=== TAREAS POR HACER ===
a: Contesta brevemente estas preguntas sobre el texto de la deuda:
(i) ¿Qué llevan los nuevos imperialistas en cada mano al cobrar tributos?
(ii) ¿Qué plazo pone de ejemplo el Informe de 2021 de la ONU para la financiación a ultra largo plazo?
(iii) ¿Con ocasión de qué vuelve a estar en primer plano la petición de suspender o anular el pago de la deuda?
b: Indica si cada afirmación concuerda con el texto de la deuda, con sí o no, y cita las palabras del texto que lo deciden:
(i) El obrero es descrito como una máquina productora.
(ii) El informe de la ONU sugiere prestar a los países en desarrollo a tasas de interés variables.
(iii) Los líderes mundiales que rechazan la deuda ya han logrado suficiente coordinación política.

=== TEXTO PROPORCIONADO ===

Como en tiempos de los antiguos romanos y señores feudales, los nuevos imperialistas no han cambiado mucho el esquema; cobran tributos con ambas manos, en una la cruz y en otra la espada. Por hambre o por guerra, «si no pagas te mueres» ¿Cómo pagar? ¿Con qué pagar? Recordemos que hay deudas públicas y privadas, internas y externas. Ante unas y otras, implacable, el capital no descansa. El obrero es una máquina productora. El propietario privado y el Estado deudor reúnen las plusvalías. El Estado y los acreedores las recaudan y las concentran. Ya integradas al capital, vuelven a prestarlas, las reproducen. No se abandonan los criterios fundamentales de los dueños del dinero. Las «soluciones» siguen yendo por las mismas líneas y criterios establecidos. En el Informe de 2021 de la ONU ya mencionado se sugiere, entre otras formas, para abordar el desafío:
Proporcionar financiación a ultra largo plazo, por ejemplo, más de 50 años, a los países en desarrollo, a tasas de interés fijas, para aprovechar las tasas de interés históricamente bajas actuales.
Reorientar los mercados de capitales hacia la alineación con el desarrollo sostenible eliminando, por ejemplo, los incentivos a corto plazo a lo largo de la cadena de inversión.
Uno se pregunta ¿qué viabilidad puede tener la aplicación de medidas como estas cuando, después de las últimas cuatro décadas, el neoliberalismo ha llevado a la parálisis económica y a la extrema pobreza a la mayoría de los países del Sur. ¿Cabe o no, más bien, por una lógica elemental de resistencia y de sobrevivencia, impulsar decisiones que podríamos llamar no institucionales, sino cruda y netamente «políticas», de abierta rebeldía y de franco rechazo al pago de las deudas externas? Como bien lo señala Toussaint, aunque aún no han logrado la suficiente coordinación política, un amplio espectro de líderes mundiales han suscrito el rechazo de la deuda. Pero la pregunta subsiste: ¿por qué no se atreven a poner en práctica, ya, ahora, tan justificada y legítima decisión política? ¿Qué tan razonables y válidas pueden ser las precauciones para no hacerlo? No se trata solo de suscribir y declarar, sino de decidir y actuar con el más amplio respaldo y movilización de sus propias bases sociales, es decir de sus pueblos.
La petición de la suspensión del pago de la deuda o de su anulación está de nuevo en primer plano con ocasión de esta crisis sanitaria mundial.

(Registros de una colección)
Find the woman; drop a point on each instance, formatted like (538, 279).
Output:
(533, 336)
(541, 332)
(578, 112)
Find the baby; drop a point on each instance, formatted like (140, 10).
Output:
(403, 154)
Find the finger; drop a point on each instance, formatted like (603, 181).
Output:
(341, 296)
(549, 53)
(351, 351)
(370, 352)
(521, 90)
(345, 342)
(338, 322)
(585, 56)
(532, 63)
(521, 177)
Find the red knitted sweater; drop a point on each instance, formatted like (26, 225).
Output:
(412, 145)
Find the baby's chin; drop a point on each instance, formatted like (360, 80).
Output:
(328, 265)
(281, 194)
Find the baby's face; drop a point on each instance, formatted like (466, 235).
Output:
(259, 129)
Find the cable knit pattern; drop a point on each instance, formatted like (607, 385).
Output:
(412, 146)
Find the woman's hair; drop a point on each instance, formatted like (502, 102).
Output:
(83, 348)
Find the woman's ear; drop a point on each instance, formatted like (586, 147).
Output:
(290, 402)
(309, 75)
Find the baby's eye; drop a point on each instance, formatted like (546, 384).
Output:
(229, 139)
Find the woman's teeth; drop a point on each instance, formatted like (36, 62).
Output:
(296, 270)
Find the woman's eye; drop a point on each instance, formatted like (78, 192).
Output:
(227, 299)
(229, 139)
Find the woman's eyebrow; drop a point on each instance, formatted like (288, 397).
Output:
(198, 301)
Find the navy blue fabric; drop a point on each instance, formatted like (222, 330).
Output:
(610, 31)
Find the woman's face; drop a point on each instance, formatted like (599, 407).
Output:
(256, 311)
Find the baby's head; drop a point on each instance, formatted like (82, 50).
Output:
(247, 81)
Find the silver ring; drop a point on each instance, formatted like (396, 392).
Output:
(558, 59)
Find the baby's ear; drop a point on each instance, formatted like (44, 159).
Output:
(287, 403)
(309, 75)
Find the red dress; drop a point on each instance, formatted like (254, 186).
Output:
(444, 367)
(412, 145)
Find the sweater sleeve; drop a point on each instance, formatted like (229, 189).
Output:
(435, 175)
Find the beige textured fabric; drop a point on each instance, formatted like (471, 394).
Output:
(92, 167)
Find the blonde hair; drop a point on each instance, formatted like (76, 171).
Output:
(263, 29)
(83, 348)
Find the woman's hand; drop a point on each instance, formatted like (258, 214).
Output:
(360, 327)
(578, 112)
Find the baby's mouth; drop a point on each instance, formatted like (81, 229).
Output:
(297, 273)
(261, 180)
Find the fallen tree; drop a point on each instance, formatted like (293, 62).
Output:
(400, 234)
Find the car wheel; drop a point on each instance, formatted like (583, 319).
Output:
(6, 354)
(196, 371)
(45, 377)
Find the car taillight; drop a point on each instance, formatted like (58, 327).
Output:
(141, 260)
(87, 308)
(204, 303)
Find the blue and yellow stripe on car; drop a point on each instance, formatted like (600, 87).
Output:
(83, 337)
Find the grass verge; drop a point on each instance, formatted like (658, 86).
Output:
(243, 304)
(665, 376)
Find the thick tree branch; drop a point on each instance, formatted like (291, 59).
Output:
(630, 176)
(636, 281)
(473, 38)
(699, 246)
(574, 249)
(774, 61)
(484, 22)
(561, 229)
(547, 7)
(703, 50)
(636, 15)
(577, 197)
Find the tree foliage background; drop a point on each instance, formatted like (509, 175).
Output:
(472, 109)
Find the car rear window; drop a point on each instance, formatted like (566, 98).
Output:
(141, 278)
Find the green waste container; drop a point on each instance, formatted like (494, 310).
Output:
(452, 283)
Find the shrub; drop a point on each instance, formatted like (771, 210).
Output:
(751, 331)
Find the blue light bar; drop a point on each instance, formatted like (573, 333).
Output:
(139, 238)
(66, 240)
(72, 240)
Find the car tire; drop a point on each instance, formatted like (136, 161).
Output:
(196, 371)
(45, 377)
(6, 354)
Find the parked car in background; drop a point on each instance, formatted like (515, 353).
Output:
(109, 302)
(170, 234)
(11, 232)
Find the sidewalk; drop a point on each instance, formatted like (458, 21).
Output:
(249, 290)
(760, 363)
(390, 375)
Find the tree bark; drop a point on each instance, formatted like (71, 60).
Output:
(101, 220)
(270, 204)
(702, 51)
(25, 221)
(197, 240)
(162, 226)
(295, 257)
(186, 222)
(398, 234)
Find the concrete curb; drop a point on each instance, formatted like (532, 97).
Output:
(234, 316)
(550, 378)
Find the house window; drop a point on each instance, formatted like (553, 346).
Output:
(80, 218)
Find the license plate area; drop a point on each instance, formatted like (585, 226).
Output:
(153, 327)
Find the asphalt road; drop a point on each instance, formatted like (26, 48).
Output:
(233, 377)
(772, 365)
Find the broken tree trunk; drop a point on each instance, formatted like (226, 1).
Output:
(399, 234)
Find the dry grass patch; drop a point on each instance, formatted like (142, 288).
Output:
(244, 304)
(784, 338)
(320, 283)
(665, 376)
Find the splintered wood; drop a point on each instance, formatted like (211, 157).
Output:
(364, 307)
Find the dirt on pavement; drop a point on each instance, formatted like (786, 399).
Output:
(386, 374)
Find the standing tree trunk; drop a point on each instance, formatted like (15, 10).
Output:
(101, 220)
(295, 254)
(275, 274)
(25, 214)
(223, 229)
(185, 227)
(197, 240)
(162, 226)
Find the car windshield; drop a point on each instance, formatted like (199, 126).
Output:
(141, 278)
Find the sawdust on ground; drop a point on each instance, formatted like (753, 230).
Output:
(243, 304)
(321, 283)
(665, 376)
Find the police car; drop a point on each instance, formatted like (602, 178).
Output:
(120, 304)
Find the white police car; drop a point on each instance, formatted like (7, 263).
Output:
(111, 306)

=== RESPUESTAS ===
a:
(i) En una la cruz y en otra la espada.
(ii) Más de 50 años.
(iii) Con ocasión de esta crisis sanitaria mundial.

b:
(i) Sí: «El obrero es una máquina productora.»
(ii) No: «a tasas de interés fijas»
(iii) No: «aunque aún no han logrado la suficiente coordinación política»